Supplied records ▸
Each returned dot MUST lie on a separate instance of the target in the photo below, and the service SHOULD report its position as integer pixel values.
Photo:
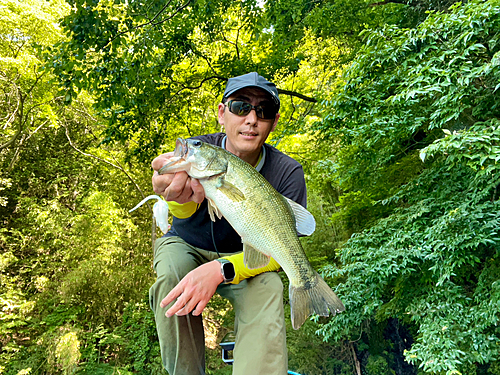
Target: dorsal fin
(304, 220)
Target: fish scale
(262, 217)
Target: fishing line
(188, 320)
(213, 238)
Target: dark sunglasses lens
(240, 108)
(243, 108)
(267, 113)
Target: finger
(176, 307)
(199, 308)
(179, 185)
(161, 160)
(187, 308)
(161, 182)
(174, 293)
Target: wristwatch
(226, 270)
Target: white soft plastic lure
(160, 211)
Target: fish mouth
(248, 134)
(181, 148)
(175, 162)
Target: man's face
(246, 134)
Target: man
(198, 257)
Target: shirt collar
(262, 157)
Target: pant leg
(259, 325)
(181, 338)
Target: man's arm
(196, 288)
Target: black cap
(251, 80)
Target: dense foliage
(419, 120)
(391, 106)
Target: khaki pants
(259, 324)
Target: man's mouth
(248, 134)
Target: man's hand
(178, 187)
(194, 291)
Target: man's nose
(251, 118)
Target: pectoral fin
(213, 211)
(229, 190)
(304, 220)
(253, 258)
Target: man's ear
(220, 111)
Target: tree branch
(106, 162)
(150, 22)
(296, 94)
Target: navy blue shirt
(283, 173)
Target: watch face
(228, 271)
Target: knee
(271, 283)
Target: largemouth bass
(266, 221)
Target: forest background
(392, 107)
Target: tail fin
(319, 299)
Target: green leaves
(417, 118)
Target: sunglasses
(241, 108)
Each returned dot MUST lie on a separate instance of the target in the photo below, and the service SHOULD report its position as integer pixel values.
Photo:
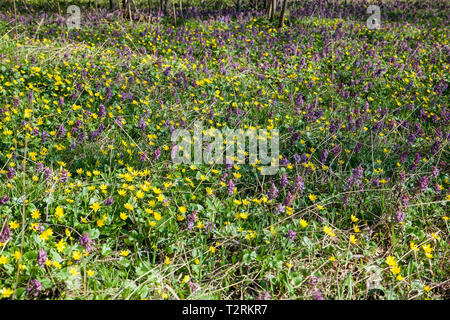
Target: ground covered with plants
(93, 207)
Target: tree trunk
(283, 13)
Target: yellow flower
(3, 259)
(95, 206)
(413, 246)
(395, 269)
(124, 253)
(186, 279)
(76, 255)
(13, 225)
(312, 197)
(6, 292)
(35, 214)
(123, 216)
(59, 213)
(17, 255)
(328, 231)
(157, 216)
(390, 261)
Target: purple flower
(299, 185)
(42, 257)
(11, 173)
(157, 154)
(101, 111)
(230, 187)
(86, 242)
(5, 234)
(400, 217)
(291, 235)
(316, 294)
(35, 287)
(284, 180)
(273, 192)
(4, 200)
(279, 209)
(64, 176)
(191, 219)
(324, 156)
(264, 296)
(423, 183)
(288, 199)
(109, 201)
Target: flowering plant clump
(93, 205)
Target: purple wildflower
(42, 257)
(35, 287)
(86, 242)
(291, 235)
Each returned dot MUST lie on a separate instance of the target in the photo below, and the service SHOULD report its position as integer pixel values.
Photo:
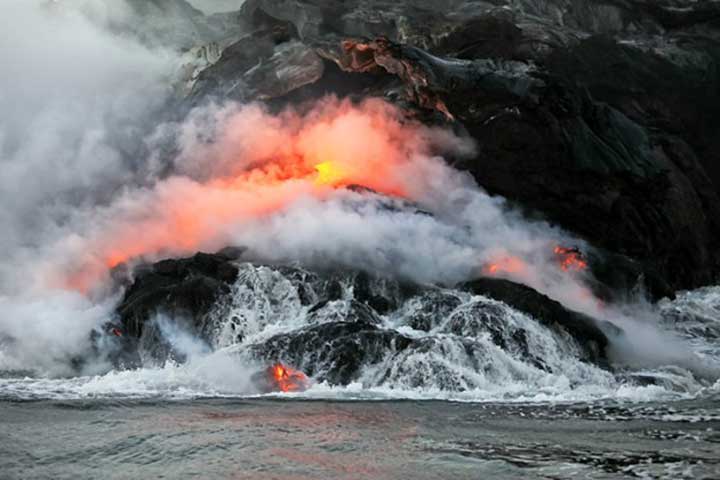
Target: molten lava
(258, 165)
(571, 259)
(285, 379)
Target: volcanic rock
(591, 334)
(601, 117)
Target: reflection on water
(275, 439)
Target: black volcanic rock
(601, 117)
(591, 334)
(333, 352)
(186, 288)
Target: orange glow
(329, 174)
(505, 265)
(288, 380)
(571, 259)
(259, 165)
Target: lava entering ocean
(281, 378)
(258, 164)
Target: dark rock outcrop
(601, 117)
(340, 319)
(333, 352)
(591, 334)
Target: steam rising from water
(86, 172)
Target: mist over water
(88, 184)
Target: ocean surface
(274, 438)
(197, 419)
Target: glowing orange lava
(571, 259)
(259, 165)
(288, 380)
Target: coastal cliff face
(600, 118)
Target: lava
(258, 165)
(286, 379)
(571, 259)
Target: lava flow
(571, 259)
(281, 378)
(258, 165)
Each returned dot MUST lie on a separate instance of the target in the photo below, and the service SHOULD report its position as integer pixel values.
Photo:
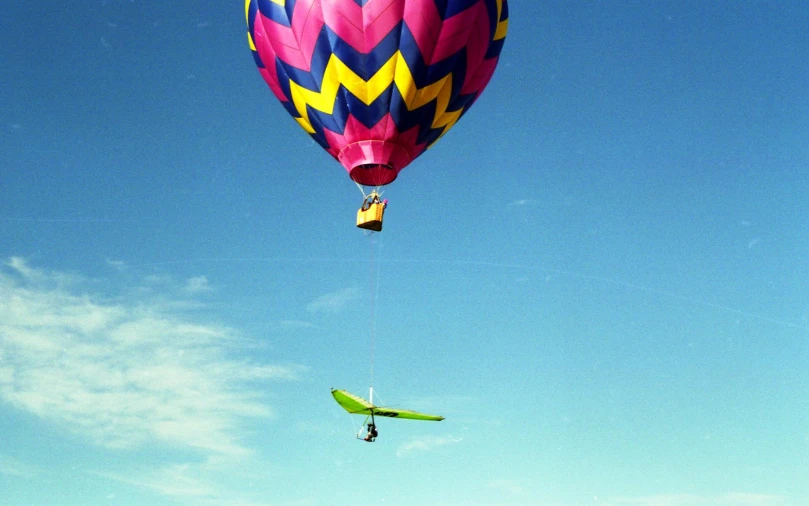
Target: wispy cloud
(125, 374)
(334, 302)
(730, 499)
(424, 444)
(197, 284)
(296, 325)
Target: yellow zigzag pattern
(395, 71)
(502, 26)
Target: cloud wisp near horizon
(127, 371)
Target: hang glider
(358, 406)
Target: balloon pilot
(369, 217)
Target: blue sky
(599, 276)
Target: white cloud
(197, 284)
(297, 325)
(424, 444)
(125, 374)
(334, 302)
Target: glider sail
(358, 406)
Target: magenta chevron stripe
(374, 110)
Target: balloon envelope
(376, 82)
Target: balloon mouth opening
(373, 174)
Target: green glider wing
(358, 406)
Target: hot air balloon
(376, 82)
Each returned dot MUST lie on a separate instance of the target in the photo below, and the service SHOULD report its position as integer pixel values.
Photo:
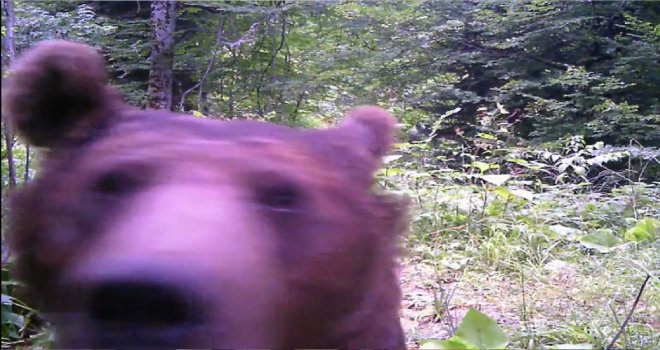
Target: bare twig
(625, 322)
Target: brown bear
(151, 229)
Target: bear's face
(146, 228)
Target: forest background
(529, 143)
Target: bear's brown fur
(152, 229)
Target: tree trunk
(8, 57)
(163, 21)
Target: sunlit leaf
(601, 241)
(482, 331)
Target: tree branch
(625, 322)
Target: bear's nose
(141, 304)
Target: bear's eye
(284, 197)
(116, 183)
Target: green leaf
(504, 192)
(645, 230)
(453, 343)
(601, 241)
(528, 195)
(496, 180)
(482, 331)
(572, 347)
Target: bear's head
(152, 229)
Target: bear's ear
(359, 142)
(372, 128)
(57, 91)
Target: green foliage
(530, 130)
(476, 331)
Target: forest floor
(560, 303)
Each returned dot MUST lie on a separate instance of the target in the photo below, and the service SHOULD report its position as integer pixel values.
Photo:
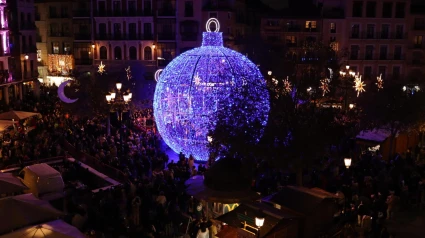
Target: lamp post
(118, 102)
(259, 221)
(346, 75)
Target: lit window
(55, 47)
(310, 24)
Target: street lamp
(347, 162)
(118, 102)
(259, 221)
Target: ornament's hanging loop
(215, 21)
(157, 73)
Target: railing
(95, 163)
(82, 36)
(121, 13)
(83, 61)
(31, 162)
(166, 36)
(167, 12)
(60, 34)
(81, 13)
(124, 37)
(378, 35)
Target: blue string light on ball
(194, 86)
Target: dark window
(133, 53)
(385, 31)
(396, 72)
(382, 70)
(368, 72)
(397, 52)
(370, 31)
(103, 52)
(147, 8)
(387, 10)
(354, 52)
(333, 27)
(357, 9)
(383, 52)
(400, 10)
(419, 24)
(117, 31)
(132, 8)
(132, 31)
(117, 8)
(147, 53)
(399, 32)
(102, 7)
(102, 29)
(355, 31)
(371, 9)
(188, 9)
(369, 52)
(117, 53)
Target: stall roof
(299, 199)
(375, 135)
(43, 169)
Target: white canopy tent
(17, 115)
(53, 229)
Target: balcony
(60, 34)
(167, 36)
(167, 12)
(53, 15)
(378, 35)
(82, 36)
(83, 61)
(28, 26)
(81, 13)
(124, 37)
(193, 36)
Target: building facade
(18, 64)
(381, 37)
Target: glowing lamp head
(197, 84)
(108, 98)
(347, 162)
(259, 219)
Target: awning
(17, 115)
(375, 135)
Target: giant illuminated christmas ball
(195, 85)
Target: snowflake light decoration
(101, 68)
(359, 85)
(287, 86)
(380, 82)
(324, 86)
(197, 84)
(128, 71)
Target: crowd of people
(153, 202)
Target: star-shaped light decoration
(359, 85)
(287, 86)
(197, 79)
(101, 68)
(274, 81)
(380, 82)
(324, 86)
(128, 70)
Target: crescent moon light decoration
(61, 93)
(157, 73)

* * *

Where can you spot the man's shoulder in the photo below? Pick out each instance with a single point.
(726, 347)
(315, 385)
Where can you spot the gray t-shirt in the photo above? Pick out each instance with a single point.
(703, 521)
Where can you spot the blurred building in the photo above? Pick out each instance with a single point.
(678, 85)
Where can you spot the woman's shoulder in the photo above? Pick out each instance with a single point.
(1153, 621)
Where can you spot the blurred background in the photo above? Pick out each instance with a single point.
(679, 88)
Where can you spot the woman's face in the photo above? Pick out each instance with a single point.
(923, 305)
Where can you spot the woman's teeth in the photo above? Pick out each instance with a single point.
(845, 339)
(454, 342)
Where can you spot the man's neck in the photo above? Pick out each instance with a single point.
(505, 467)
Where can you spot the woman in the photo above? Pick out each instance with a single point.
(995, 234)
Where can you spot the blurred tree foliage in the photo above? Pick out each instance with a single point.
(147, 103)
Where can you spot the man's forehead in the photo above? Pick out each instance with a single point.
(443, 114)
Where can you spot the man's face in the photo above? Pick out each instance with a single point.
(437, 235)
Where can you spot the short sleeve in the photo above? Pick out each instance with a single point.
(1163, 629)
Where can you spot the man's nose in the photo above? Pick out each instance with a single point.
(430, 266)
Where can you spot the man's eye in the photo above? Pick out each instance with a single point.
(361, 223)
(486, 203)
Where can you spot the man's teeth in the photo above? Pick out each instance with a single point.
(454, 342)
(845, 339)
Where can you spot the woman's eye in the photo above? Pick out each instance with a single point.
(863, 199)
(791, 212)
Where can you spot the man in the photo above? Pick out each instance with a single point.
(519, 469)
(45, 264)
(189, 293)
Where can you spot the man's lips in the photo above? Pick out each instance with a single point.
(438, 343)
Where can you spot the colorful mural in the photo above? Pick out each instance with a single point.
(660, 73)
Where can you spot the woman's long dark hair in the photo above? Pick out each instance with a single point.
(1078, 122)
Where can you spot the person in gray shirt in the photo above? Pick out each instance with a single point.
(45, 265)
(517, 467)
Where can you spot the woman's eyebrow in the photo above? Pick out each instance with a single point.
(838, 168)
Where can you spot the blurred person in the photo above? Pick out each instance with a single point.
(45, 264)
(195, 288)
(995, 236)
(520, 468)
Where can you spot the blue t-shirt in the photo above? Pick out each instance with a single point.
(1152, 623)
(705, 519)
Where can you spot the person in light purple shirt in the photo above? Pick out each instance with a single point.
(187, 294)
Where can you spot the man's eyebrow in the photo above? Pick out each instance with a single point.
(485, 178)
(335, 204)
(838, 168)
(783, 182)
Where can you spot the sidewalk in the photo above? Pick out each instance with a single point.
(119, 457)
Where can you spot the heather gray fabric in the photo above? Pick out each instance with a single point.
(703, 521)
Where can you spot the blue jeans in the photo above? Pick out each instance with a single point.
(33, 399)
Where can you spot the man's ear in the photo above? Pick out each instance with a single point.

--

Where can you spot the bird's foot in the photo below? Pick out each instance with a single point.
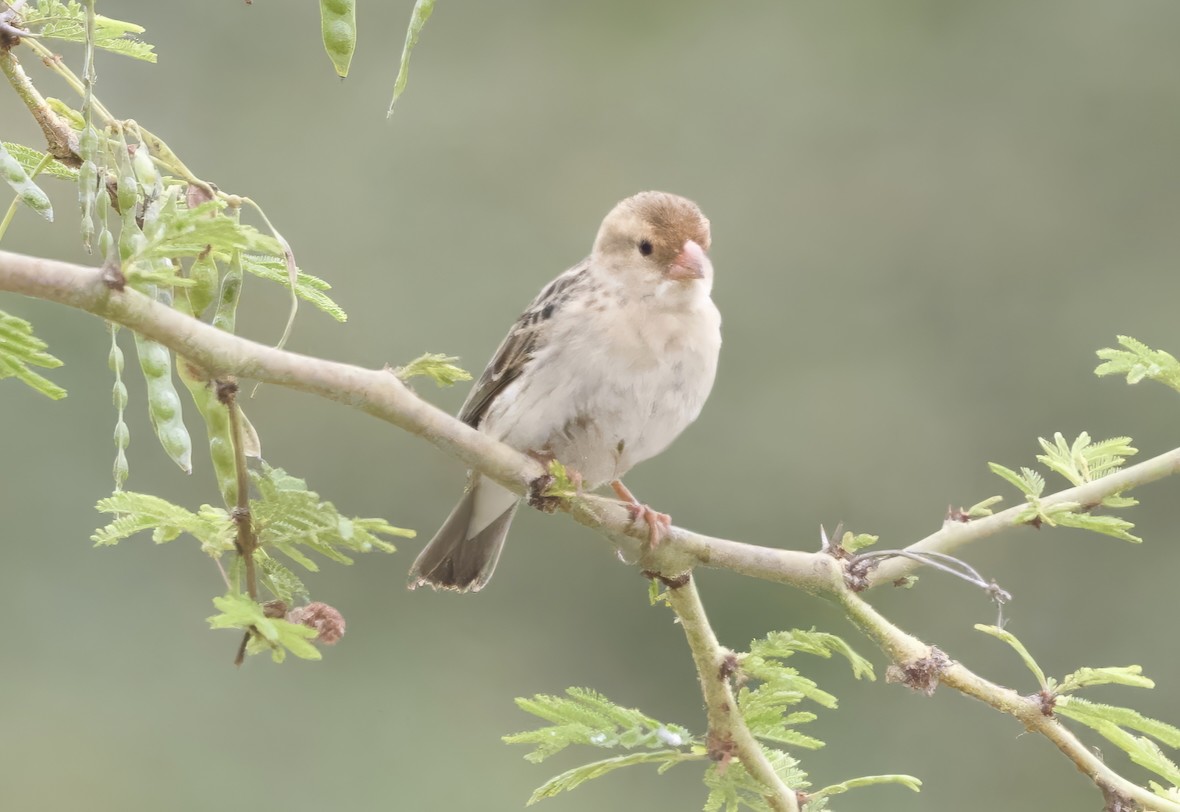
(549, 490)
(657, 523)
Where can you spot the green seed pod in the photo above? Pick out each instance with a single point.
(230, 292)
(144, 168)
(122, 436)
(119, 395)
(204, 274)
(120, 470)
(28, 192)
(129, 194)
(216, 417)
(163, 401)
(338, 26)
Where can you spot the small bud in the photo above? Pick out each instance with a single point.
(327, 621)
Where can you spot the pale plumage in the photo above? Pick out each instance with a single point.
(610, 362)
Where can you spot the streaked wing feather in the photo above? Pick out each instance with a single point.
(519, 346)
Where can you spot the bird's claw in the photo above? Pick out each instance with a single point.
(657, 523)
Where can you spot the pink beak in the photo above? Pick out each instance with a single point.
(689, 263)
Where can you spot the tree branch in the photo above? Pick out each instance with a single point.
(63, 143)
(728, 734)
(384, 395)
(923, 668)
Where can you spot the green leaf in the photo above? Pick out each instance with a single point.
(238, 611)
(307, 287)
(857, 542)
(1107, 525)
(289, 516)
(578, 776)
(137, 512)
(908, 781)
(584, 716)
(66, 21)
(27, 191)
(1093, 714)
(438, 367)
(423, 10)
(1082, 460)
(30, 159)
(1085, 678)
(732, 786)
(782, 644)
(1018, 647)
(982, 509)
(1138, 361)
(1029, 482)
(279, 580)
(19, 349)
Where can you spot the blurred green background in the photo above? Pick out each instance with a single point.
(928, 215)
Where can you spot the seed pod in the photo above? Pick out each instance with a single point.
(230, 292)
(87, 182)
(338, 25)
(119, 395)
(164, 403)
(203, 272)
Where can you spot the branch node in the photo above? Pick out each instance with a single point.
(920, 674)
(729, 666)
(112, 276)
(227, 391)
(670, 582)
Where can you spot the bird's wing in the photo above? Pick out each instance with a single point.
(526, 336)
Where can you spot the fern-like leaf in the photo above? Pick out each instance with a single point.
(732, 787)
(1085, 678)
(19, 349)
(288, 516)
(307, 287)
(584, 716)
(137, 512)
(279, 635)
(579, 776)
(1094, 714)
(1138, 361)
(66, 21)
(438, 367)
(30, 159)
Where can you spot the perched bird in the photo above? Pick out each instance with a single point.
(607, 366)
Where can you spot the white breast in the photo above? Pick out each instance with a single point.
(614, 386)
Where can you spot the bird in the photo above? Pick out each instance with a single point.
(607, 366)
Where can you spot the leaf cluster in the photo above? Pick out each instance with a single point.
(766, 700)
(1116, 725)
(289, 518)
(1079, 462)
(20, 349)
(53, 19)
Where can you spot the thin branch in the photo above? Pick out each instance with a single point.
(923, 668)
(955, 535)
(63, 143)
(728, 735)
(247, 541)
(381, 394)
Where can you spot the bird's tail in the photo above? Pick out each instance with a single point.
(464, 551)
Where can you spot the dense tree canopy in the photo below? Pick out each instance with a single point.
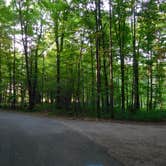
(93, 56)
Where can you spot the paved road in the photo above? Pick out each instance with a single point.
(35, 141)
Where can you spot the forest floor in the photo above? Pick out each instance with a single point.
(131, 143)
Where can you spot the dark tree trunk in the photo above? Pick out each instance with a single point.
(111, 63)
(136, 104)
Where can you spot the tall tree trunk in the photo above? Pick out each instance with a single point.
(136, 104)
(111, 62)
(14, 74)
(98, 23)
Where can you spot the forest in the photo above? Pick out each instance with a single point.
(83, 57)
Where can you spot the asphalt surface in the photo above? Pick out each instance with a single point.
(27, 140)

To do ▸ Print exactly the lines above from the one with "Where can you spot the person in light" to the one with "Where can you spot the man's ear", including both.

Written answer ▸
Where can you spot the person in light purple shirt in the photo above? Pick out each instance with a single point.
(187, 294)
Where can you spot the man's eyebrow in the photo above? Pick out each instance with a single point.
(485, 178)
(335, 204)
(838, 168)
(783, 182)
Where can you spot the sidewalk in the photo above? Pick out each instance with a single point.
(119, 457)
Where can you spot the heather gray fabric in the photo above? Pick out each instance with a single point.
(703, 521)
Where can you spot the blue jeans in the photo above? Pick out each instance with a single point.
(33, 399)
Where can you spot the man's ear in the photo above? Pick out each instance with a single point.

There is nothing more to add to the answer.